━━ DATASET RECORDS ━━
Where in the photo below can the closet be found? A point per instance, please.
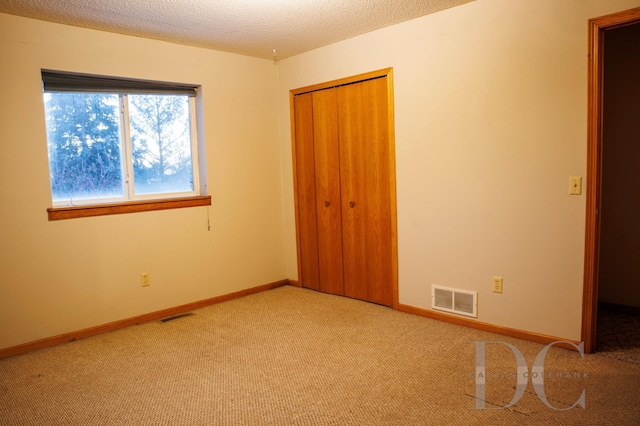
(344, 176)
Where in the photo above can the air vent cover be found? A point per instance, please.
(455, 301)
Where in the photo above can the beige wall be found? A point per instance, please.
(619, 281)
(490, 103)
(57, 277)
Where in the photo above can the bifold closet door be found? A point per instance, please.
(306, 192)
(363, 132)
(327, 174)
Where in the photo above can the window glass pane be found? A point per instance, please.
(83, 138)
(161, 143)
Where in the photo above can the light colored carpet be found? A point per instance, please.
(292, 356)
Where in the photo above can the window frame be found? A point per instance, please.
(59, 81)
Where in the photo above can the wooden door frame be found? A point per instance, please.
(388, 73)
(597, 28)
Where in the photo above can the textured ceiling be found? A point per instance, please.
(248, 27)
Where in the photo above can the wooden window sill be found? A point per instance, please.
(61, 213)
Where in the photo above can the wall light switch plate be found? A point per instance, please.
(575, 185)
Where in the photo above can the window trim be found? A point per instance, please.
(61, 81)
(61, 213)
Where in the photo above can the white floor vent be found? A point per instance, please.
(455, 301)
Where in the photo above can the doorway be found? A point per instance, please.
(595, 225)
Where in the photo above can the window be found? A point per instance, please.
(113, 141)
━━━
> [WORK REQUIRED]: Rewrite all the entries above, swapping "A point per instance" for "One point for each instance" and keeping everything else the same. Leave the pictures out.

> [OUTPUT]:
Where in the photo below can the closet be found? One point for each instance, please.
(344, 176)
Where in the photo above can the air vent cover be found? One point for each instance, please.
(455, 301)
Where in the photo above can the beige wall be found? One point for each instance, please.
(619, 281)
(490, 103)
(57, 277)
Where in the photo above can the bifold closet door be found? One point for each instance, please.
(306, 192)
(363, 132)
(327, 174)
Where in the photo above can the window glass pane be found? One point for each instance, please.
(83, 138)
(161, 143)
Where in the photo above can the light colored carpet be found? One point for each instance, please.
(292, 356)
Where in the photo above can the window frame be found? One point for each instance, please.
(59, 81)
Where in the photo above can the wooden door frame be found? One point for each instance, please.
(388, 73)
(597, 28)
Where in the photo above can the textured ceiling be found? One point for each instance, please.
(248, 27)
Where in the photo above can the wooden window sill be found? One point for each instance, please.
(61, 213)
Where in the photo above can the wall light switch plate be found? One point for each instance, please.
(575, 185)
Where in the photo above can the window trim be found? One point for each instance, please.
(61, 81)
(61, 213)
Where in the photo above can the white floor vent be found? One point for each instance, please.
(455, 301)
Where in the photo above can the doorway be found? One point for each instance, please.
(595, 225)
Where in the photo above can the window be found? One point for each instance, please.
(113, 141)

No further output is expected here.